The heterogeneity of cancer arises in large part from genetic variation, where the random mutation frequency in human cancer cells is over 100- to 500-fold greater than in adjacent tumor cells. The mutational landscape (insertions, deletions, fusions, etc) of cancer is extremely complex (beyond the point of this editorial) and multilayered -omics have emerged from DNA, RNA, and epigenetic differences, to metabolomics and eventually, functional proteomics. This remarkable tumor heterogeneity will likely represent a major challenge to personalized medicine and biomarkers development.
It is clear, however, that even for tumors with thousands of mutations, a limited number of them are critical in cancer cell behavior—driver mutations—while many others are considered passenger mutations—potential noise in data interpretation. While the price of whole genome sequencing has dramatically improved—Illumina launched its HiSeq X Ten sequencer this year, which delivers the first $1000 genome at 30x coverage— the difficulty resides in the interpretation of the data from complex bioinformatics to actionable items in routine practice. Massive parallel sequencing or next generation sequencing offers a platform that can deliver answers (profiles) within 2 weeks and usually focuses on mutations (a few hundred) believed to be relevant in cancer cell biology.

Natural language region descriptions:

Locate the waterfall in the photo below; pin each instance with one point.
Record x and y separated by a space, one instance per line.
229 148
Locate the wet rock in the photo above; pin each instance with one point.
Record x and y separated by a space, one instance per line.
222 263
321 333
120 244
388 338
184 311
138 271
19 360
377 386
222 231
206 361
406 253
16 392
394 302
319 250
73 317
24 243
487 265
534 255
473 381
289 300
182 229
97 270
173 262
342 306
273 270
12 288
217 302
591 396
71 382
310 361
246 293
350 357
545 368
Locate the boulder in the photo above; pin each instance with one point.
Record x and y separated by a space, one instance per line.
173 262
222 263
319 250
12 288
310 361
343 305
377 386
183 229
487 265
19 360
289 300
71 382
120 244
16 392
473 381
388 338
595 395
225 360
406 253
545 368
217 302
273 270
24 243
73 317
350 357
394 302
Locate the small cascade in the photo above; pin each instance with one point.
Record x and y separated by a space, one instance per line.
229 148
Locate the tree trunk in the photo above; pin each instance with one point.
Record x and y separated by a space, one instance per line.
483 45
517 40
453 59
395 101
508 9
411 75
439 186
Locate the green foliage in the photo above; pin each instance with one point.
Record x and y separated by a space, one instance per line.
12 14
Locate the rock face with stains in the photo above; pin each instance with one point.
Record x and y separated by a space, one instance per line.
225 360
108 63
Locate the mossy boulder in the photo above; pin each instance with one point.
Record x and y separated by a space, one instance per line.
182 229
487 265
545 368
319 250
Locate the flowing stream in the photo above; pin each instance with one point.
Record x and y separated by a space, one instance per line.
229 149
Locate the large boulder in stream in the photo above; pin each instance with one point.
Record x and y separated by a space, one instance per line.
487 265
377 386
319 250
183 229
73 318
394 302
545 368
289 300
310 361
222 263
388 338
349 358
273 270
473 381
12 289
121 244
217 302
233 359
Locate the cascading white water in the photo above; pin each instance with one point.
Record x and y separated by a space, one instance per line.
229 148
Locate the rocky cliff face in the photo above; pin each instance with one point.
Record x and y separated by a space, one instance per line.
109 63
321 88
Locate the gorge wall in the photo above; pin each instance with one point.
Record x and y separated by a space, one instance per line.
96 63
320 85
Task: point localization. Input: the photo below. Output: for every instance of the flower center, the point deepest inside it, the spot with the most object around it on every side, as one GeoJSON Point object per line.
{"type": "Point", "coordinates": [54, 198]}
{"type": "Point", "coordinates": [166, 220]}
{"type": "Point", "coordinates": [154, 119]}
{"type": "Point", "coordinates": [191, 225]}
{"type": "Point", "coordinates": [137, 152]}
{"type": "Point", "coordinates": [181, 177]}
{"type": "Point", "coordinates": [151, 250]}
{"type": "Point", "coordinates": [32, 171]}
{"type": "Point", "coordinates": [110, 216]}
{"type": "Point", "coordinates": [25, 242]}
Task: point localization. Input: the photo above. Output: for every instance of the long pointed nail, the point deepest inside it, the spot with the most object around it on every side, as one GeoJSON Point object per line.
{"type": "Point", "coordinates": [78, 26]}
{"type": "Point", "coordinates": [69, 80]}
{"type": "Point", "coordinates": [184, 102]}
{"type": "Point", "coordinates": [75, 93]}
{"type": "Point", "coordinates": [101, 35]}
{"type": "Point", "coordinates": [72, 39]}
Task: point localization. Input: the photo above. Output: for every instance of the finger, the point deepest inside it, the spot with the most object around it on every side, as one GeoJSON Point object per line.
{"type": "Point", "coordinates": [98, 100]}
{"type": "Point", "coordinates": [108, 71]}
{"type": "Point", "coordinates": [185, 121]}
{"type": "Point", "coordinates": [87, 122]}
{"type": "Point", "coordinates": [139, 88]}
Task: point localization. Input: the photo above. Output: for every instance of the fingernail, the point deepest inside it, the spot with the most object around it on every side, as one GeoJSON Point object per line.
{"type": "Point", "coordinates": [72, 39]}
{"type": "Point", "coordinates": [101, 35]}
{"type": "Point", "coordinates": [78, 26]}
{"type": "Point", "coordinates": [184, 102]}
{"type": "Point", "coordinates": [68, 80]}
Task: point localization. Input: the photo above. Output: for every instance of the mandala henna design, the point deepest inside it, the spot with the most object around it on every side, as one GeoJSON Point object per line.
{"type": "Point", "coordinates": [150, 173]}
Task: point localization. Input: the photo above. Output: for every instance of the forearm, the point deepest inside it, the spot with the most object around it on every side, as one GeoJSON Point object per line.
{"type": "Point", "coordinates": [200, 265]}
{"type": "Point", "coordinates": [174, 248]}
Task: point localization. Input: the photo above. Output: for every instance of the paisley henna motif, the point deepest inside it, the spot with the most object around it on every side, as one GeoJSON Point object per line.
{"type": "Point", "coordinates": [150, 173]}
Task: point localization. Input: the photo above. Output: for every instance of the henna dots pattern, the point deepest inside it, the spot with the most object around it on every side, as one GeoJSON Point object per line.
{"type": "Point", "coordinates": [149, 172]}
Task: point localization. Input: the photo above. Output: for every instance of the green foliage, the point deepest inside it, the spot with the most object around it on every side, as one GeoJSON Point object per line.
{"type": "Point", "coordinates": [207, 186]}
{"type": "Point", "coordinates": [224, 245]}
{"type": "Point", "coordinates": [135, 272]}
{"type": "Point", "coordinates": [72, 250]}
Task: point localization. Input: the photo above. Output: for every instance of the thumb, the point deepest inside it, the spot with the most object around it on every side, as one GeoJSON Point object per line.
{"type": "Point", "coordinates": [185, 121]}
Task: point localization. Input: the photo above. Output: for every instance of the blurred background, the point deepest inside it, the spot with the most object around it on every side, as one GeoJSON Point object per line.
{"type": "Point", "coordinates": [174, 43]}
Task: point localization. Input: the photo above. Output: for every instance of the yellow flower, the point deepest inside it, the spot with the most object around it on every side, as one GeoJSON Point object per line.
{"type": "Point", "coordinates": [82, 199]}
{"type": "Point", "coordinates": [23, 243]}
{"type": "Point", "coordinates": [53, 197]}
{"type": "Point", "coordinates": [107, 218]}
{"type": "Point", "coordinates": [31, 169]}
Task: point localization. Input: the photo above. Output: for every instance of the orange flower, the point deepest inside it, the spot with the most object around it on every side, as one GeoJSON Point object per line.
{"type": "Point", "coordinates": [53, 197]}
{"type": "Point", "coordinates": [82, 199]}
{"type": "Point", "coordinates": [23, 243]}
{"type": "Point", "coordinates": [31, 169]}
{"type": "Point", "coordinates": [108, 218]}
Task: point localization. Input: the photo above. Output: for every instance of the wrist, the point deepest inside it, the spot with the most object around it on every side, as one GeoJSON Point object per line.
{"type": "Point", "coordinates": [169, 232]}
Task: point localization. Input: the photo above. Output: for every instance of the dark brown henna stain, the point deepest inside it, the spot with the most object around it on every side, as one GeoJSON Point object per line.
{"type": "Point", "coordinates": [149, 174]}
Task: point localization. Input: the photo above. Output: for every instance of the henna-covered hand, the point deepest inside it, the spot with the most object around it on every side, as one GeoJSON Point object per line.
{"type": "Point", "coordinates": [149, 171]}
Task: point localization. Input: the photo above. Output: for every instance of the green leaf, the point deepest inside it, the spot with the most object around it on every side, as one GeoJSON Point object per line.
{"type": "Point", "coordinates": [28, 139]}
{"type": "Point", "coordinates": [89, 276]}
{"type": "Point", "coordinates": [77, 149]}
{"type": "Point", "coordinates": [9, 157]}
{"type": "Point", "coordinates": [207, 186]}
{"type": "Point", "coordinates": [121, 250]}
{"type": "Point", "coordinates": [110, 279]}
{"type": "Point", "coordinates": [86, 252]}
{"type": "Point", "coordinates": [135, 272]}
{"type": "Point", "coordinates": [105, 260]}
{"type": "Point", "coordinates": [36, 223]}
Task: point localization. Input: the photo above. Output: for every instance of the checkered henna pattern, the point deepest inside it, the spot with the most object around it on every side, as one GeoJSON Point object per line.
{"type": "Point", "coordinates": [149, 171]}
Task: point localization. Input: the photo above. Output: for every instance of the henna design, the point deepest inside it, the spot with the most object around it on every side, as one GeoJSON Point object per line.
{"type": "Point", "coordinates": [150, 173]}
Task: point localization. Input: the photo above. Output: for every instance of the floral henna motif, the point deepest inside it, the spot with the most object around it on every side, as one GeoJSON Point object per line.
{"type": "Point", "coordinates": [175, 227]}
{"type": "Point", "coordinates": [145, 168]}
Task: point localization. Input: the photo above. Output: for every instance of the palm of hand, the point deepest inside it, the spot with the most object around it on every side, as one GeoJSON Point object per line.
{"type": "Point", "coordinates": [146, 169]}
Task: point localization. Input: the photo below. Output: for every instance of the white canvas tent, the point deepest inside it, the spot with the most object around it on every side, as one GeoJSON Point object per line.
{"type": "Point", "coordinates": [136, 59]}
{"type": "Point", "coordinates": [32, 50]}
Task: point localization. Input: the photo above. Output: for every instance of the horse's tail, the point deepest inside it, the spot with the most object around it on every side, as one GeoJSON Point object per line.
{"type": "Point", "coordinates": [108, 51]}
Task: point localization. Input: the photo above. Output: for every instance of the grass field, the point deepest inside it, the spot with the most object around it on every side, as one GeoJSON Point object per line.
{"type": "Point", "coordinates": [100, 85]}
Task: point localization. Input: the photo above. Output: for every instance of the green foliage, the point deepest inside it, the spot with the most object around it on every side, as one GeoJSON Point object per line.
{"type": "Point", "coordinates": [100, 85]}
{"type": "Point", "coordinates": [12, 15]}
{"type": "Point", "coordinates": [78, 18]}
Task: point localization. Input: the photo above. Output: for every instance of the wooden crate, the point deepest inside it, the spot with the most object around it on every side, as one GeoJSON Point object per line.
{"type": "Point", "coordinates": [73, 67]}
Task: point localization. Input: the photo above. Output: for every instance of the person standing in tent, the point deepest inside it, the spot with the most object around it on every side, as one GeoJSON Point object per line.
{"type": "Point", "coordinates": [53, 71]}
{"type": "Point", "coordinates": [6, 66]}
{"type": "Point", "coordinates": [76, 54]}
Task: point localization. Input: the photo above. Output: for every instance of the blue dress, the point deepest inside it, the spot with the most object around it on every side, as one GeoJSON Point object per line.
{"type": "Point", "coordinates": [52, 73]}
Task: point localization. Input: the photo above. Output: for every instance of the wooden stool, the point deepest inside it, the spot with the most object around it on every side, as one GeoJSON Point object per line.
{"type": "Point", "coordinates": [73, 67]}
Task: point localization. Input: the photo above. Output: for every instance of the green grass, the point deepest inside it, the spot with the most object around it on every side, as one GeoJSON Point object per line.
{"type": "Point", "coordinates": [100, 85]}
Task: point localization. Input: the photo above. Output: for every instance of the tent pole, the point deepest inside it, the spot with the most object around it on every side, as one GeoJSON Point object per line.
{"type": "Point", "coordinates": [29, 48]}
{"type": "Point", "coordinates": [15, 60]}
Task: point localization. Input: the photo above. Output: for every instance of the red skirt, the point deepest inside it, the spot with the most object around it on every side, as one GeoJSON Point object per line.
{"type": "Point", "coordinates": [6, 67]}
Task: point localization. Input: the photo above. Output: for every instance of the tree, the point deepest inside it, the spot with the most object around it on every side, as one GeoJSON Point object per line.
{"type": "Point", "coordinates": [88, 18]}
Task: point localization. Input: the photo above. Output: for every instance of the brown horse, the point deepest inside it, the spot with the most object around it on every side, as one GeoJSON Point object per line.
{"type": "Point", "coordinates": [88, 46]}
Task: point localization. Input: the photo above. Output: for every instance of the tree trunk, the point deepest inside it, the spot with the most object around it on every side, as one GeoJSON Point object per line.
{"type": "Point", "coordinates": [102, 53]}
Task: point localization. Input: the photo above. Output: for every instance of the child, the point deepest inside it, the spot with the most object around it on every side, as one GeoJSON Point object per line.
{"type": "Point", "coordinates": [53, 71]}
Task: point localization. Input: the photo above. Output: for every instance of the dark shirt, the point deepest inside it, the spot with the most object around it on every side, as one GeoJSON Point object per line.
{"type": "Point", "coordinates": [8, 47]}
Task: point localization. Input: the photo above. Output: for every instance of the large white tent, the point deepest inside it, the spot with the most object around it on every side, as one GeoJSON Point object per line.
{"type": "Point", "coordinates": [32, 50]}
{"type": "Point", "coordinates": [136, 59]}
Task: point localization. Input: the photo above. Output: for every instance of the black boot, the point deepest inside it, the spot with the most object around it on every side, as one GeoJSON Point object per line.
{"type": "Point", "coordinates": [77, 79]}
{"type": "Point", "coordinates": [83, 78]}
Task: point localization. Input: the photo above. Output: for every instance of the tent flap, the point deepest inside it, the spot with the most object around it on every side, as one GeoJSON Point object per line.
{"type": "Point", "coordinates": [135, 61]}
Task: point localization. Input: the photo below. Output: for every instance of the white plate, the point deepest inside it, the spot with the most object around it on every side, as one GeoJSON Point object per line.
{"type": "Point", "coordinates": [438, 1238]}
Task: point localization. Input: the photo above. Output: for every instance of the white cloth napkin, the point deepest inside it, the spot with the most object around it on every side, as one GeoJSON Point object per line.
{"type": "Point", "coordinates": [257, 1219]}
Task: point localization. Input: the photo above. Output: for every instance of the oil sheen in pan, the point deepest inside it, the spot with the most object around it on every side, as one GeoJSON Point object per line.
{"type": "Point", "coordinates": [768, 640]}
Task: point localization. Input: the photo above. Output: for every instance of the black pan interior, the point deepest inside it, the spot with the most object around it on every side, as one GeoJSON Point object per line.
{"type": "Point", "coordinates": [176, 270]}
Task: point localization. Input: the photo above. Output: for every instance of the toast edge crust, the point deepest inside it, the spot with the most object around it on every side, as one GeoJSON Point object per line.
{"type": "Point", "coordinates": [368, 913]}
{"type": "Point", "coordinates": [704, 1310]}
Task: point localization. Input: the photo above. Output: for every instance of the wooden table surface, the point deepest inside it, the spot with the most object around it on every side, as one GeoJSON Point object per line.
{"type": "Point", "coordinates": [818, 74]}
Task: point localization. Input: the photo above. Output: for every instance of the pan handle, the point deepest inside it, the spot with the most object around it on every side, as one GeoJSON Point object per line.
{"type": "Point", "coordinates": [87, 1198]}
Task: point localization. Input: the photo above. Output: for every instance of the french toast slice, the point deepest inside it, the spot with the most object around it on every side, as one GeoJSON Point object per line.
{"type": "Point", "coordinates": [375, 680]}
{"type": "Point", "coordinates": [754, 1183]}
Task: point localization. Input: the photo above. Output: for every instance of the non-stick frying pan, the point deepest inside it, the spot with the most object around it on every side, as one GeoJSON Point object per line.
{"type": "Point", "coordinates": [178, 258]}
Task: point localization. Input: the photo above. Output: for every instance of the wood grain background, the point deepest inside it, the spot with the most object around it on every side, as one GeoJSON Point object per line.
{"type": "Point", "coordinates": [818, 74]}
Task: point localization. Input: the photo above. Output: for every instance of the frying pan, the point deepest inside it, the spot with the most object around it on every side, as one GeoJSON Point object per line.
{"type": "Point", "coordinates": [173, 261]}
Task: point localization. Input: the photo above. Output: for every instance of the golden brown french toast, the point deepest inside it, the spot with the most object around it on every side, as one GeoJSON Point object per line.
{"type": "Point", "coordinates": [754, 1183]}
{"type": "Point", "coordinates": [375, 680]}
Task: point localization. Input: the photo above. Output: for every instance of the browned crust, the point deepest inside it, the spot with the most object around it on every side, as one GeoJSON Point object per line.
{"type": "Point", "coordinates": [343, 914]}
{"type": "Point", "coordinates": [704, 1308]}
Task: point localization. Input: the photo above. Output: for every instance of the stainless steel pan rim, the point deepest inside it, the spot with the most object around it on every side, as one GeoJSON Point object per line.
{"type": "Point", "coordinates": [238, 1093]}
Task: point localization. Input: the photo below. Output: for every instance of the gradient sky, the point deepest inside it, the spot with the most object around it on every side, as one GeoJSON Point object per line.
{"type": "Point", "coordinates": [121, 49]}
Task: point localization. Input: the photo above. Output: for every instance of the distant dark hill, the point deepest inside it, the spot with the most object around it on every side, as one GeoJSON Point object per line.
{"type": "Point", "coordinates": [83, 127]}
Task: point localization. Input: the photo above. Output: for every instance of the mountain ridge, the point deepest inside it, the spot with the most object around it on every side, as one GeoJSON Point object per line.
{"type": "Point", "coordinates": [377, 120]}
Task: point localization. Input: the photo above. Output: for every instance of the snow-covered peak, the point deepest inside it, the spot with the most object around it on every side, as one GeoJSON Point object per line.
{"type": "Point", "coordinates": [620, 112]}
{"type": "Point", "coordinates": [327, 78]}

What the exercise asks: Return the whole text on cancer heterogeneity and genome sequencing word for word, with nothing changed. The lines above are not needed for this exercise.

Solution to this task:
The heterogeneity of cancer arises in large part from genetic variation, where the random mutation frequency in human cancer cells is over 100- to 500-fold greater than in adjacent tumor cells. The mutational landscape (insertions, deletions, fusions, etc) of cancer is extremely complex (beyond the point of this editorial) and multilayered -omics have emerged from DNA, RNA, and epigenetic differences, to metabolomics and eventually, functional proteomics. This remarkable tumor heterogeneity will likely represent a major challenge to personalized medicine and biomarkers development.
It is clear, however, that even for tumors with thousands of mutations, a limited number of them are critical in cancer cell behavior—driver mutations—while many others are considered passenger mutations—potential noise in data interpretation. While the price of whole genome sequencing has dramatically improved—Illumina launched its HiSeq X Ten sequencer this year, which delivers the first $1000 genome at 30x coverage— the difficulty resides in the interpretation of the data from complex bioinformatics to actionable items in routine practice. Massive parallel sequencing or next generation sequencing offers a platform that can deliver answers (profiles) within 2 weeks and usually focuses on mutations (a few hundred) believed to be relevant in cancer cell biology.